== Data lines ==
★ ★ ★ ★

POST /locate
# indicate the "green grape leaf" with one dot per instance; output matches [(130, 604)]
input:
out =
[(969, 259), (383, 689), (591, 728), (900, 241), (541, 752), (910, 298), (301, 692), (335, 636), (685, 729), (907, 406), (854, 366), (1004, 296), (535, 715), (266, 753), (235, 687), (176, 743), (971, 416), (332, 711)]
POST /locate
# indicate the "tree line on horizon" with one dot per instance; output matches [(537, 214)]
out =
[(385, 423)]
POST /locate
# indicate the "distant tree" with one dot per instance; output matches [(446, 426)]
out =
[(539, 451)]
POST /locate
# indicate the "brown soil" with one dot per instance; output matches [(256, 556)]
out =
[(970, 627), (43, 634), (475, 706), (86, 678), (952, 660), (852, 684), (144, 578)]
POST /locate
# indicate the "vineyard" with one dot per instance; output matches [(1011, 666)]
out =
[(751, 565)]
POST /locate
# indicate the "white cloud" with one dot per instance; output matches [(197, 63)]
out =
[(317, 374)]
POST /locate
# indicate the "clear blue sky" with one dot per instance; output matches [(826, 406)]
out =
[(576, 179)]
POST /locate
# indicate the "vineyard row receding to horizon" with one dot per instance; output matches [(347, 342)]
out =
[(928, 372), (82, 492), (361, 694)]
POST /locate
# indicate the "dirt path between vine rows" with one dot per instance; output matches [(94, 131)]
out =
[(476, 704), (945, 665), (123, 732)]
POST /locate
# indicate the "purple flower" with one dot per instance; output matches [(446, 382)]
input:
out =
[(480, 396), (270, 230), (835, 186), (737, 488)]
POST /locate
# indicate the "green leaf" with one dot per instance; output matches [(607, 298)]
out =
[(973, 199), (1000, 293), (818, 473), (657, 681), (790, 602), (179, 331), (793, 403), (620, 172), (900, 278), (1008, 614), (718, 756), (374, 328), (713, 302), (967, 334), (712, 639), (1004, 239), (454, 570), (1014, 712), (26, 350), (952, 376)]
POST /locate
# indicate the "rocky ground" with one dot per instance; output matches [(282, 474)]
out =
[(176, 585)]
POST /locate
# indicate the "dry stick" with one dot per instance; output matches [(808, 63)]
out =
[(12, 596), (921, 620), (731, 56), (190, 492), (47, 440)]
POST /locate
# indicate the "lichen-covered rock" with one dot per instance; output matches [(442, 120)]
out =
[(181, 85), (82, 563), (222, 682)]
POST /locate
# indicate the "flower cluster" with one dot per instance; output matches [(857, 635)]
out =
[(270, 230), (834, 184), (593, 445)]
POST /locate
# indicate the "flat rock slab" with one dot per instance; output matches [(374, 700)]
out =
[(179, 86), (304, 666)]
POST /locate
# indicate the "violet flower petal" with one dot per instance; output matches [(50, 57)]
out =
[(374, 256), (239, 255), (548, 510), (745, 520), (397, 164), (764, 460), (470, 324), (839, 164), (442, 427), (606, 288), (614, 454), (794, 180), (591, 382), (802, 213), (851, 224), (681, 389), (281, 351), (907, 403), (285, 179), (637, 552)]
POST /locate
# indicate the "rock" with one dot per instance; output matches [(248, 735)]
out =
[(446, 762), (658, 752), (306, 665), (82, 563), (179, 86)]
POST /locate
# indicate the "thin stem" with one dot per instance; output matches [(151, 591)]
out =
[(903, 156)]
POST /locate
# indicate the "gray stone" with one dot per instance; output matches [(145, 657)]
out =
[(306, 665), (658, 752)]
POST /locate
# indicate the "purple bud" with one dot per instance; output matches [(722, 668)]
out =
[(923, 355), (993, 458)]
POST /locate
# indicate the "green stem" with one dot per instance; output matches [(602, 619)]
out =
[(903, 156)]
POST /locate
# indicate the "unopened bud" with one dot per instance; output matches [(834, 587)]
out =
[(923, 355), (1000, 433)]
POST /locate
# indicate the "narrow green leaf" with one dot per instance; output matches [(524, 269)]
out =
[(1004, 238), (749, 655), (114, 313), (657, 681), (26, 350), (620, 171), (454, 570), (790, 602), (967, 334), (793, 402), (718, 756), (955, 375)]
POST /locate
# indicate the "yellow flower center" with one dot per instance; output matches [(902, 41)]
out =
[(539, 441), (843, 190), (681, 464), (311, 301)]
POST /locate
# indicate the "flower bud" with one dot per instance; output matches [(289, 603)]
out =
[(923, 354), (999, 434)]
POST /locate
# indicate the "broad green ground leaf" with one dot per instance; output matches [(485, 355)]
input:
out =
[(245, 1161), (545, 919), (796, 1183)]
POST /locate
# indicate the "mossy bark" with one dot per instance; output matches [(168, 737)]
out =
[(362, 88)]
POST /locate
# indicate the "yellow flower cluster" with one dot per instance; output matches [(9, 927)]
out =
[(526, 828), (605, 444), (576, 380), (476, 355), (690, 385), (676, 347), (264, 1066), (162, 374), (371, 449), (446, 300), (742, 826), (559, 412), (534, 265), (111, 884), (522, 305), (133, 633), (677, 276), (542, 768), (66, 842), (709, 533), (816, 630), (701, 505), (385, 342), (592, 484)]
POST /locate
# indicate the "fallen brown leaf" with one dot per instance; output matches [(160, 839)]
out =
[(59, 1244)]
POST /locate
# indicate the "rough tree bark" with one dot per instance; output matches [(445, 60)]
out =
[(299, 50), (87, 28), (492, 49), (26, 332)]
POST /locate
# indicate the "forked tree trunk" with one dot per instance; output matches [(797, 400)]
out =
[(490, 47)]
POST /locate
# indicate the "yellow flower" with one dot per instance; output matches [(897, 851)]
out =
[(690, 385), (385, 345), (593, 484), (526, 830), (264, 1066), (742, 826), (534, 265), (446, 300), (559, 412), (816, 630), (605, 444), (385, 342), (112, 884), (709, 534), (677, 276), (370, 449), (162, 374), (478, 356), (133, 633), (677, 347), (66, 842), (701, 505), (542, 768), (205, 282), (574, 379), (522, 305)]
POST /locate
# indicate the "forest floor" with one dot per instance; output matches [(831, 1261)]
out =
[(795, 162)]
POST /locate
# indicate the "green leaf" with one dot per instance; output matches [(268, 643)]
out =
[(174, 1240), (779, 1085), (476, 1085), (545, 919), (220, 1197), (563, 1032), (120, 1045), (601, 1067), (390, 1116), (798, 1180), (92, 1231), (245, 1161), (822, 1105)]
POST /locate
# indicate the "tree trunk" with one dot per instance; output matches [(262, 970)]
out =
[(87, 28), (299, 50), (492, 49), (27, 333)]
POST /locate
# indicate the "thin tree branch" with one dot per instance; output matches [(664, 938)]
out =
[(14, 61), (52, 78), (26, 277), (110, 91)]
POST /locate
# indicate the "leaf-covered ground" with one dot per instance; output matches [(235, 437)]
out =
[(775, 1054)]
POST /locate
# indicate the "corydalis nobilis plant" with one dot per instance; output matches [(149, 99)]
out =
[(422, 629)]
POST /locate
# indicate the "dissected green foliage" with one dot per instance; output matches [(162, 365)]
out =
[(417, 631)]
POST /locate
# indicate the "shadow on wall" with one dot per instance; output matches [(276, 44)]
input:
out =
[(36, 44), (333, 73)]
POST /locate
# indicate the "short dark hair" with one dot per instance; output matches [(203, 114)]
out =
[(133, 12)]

★ ★ ★ ★

== Exercise description ==
Convert the records, from the first line through the line containing "416), (332, 711)]", into a Markdown table with the columns Row and Line. Leave out any blank lines.

== The result ==
| Row | Line |
|---|---|
| 1 | POST /locate |
| 2 | # indicate the "green grape leaf" with one dot per instance; output matches [(130, 604)] |
| 3 | input: |
| 4 | out = |
| 5 | [(969, 259), (383, 689), (591, 728), (900, 241), (541, 752), (910, 298), (301, 692), (335, 636), (685, 729), (907, 406), (854, 366), (1004, 296), (535, 715), (266, 753), (235, 687), (176, 743), (971, 416), (332, 711)] |